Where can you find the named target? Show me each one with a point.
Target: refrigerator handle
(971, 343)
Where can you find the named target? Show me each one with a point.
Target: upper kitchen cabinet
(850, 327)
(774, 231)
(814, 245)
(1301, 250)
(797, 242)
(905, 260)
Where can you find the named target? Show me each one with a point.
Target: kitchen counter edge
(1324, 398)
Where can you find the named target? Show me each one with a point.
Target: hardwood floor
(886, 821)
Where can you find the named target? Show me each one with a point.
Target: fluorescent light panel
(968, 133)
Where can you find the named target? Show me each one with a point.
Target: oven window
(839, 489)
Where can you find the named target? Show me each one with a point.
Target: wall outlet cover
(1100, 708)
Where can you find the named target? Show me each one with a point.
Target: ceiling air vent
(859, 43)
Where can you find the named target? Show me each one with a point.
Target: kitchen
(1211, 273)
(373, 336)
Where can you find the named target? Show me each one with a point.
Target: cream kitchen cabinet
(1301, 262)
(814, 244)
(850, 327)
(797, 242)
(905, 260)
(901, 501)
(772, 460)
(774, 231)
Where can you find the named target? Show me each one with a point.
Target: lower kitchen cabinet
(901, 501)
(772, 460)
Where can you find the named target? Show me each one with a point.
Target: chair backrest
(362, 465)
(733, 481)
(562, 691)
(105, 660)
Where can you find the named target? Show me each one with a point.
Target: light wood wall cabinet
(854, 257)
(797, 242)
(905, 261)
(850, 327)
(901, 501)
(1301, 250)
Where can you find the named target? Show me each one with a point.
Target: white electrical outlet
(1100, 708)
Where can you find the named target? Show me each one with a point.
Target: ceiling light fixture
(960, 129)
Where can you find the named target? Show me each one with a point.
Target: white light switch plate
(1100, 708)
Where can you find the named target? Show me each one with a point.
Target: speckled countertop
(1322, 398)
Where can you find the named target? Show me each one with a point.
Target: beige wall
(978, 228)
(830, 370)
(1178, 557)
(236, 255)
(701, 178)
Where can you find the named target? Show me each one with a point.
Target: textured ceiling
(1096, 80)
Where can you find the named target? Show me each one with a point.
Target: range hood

━━━━━━━━━━━━━━━━━━━━

■ Exercise details:
Give again each line of the listing above, keeping every word the same.

■ Written response:
Where can you find the named target? Show me each one with a point.
Target: refrigerator handle
(971, 343)
Where can you find the named target? Show me each one with a point.
Target: upper kitchen cabinet
(850, 327)
(774, 231)
(814, 245)
(1301, 250)
(797, 242)
(905, 260)
Where can you find the named target? Show me each one with a point.
Target: kitchen counter edge
(1324, 398)
Where can you find the named target? Show me each one with a point.
Target: hardwood floor
(886, 821)
Where can you find the named target? Show me each one with a point.
Target: fluorescent light panel
(968, 133)
Where can you find the named target? Show me each one with a point.
Target: oven window
(839, 489)
Where can you find the named target? Show me each one with a point.
Target: wall outlet cover
(1100, 708)
Where can you find the named target? Show me each one with a point.
Target: ceiling air vent
(859, 43)
Where can you find the named target? Show me each one with a point.
Target: kitchen
(1211, 273)
(373, 336)
Where can you find the named target? Show me each one with a point.
Target: cream kitchen cabinet
(1301, 262)
(814, 244)
(850, 327)
(797, 242)
(905, 260)
(901, 501)
(772, 460)
(774, 231)
Where can you find the named target? Show me each one with a point.
Target: lower kitchen cabinet
(901, 501)
(772, 460)
Where can you find the named target? Show me each one with a point.
Target: chair backrest
(362, 465)
(733, 481)
(562, 691)
(105, 660)
Where can you find the named target? Show me each one with a point.
Target: light wood wall cabinet
(854, 257)
(797, 242)
(905, 261)
(850, 327)
(901, 501)
(1301, 250)
Where can you find the named target? Show me each one with a point.
Target: white electrical outlet
(1100, 708)
Where can you find the named target? Show me each one with a point.
Target: ceiling light fixture
(960, 129)
Where can you find the named target? Show me each one with a point.
Target: white light switch plate
(1100, 708)
Where can you find the named target? Show me each one with a point.
Target: speckled countertop
(1322, 398)
Where can you find the named target? Show me each one with a point.
Target: beige wall
(978, 228)
(830, 370)
(1178, 557)
(236, 255)
(701, 178)
Where can you find the named target? Show me each one with a point.
Target: textured ceiling
(1096, 80)
Where can you find the named target? Show me each one with a point.
Target: range hood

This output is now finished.